··· Source records

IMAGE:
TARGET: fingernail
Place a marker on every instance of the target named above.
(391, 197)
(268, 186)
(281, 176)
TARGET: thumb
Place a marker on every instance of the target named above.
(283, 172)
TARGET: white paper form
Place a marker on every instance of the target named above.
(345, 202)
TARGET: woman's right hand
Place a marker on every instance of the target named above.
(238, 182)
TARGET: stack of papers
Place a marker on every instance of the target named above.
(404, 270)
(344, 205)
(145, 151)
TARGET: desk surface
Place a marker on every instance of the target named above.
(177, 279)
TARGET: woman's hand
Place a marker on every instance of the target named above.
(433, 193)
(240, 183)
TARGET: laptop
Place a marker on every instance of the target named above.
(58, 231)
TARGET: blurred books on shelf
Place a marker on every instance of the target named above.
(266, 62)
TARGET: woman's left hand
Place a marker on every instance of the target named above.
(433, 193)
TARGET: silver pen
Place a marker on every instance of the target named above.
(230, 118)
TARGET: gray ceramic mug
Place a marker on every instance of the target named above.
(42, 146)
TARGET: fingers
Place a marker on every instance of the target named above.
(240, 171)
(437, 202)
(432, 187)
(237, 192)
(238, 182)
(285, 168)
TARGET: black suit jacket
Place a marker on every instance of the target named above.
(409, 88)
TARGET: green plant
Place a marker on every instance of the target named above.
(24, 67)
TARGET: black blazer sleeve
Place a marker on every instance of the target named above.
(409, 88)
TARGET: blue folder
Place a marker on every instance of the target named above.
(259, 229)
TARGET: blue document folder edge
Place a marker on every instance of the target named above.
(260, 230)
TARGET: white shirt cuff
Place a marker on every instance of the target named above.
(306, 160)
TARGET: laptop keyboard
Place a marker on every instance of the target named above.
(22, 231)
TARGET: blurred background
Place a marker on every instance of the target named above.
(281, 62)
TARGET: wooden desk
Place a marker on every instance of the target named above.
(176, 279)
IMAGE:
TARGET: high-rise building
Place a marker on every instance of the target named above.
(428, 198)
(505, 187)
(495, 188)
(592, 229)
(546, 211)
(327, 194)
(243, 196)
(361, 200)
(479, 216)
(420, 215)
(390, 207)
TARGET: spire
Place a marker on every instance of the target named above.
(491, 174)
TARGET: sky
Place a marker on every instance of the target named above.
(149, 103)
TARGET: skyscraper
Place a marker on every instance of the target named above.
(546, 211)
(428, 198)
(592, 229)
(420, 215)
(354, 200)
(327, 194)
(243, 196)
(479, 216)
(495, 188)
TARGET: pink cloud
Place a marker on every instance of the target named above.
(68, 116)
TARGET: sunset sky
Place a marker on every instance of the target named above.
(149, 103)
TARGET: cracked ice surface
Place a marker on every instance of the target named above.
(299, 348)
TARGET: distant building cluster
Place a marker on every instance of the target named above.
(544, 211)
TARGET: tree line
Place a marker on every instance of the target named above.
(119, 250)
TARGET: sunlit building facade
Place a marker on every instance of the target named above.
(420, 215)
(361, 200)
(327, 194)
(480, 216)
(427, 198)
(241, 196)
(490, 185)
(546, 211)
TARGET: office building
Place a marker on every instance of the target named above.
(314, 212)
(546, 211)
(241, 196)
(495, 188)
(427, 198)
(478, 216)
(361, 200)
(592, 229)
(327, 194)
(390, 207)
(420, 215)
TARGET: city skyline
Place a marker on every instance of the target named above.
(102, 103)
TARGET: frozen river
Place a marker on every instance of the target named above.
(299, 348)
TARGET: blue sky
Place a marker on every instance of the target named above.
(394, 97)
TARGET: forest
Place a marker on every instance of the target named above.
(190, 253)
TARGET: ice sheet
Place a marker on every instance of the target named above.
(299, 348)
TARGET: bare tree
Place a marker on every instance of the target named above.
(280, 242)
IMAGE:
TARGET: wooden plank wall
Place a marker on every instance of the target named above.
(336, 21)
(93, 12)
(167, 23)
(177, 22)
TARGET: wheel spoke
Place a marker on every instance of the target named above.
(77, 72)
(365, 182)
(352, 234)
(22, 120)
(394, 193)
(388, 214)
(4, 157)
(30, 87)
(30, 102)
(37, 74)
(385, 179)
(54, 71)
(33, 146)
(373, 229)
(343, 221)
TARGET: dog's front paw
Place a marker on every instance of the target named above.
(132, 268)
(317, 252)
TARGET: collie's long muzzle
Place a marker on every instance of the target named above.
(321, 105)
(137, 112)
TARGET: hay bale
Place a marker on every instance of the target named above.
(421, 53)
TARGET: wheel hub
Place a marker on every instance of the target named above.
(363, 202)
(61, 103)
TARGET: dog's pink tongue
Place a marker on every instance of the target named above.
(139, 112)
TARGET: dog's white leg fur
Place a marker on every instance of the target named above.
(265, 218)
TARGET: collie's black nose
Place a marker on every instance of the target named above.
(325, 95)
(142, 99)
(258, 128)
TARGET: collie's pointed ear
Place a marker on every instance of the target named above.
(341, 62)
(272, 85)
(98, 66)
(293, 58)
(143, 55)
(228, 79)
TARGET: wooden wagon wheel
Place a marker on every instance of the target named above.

······

## Exercise prompt
State only the number of lines above that contain the word "laptop".

## Expected answer
2